== Segment start ==

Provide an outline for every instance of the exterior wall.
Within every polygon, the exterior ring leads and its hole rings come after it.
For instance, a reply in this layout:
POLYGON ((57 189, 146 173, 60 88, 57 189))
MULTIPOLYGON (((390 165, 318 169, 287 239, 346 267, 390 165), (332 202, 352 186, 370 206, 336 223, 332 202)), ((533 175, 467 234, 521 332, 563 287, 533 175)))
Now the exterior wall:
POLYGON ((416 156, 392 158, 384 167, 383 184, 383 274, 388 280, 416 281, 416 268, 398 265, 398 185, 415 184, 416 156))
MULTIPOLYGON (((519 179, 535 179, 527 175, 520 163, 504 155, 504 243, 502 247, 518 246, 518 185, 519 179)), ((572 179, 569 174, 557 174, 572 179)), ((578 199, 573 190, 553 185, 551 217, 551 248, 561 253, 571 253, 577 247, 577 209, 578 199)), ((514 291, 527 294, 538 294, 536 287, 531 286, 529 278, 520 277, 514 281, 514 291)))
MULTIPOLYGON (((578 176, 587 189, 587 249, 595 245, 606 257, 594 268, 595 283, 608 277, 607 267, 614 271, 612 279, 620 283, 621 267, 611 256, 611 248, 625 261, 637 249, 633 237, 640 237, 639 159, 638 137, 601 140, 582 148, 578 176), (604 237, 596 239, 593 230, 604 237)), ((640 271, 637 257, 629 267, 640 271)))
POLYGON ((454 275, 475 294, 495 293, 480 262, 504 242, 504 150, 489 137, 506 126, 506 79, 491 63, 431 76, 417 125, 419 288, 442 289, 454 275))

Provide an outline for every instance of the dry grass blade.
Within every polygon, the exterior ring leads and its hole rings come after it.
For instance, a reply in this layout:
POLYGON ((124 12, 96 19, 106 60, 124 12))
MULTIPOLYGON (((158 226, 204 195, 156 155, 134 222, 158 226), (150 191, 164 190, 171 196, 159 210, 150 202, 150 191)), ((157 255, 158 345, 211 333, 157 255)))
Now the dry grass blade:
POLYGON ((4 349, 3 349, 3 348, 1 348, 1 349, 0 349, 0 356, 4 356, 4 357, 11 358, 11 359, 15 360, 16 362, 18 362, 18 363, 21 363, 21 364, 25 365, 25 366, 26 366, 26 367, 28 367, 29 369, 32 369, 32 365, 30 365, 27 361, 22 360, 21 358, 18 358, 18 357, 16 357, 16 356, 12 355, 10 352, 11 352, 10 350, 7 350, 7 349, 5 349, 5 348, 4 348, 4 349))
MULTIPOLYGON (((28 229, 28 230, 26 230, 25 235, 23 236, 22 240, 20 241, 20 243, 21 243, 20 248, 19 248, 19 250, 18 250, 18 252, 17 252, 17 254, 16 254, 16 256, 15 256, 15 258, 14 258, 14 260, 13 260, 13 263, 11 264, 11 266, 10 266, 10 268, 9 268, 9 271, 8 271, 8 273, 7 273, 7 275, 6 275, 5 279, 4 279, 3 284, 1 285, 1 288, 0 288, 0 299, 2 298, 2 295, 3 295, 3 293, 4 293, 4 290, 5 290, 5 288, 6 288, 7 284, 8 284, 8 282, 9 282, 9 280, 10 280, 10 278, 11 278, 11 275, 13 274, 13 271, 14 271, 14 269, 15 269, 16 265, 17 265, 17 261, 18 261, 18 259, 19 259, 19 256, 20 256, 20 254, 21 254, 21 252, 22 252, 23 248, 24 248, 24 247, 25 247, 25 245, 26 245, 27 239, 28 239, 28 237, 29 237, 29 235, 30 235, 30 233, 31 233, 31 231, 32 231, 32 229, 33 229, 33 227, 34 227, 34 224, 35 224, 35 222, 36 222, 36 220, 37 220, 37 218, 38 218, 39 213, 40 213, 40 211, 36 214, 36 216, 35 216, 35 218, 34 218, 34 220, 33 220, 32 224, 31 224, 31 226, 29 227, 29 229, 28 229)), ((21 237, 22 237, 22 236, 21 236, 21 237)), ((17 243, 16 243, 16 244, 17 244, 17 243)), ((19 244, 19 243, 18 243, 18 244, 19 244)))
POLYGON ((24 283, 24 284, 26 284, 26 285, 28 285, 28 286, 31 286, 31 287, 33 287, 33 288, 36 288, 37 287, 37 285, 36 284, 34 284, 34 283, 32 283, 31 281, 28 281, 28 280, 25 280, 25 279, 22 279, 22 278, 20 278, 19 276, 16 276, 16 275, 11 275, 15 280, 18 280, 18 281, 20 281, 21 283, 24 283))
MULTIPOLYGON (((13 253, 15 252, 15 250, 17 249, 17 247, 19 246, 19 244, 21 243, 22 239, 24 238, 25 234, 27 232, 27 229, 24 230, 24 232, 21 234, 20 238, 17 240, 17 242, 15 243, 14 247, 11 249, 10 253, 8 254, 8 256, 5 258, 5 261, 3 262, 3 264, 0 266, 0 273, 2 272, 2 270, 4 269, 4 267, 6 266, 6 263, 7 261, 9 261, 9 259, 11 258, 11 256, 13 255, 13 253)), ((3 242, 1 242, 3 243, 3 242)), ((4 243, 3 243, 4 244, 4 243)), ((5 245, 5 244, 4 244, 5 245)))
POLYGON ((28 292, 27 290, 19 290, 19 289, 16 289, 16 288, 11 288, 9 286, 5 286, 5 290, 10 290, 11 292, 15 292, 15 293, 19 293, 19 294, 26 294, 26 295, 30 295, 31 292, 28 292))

== Segment end ==

Which lines above contain the word "Provide"? Show each of them.

> Response:
Provide an outline for every instance of the exterior wall.
Provide an outline for every instance of the dry grass blade.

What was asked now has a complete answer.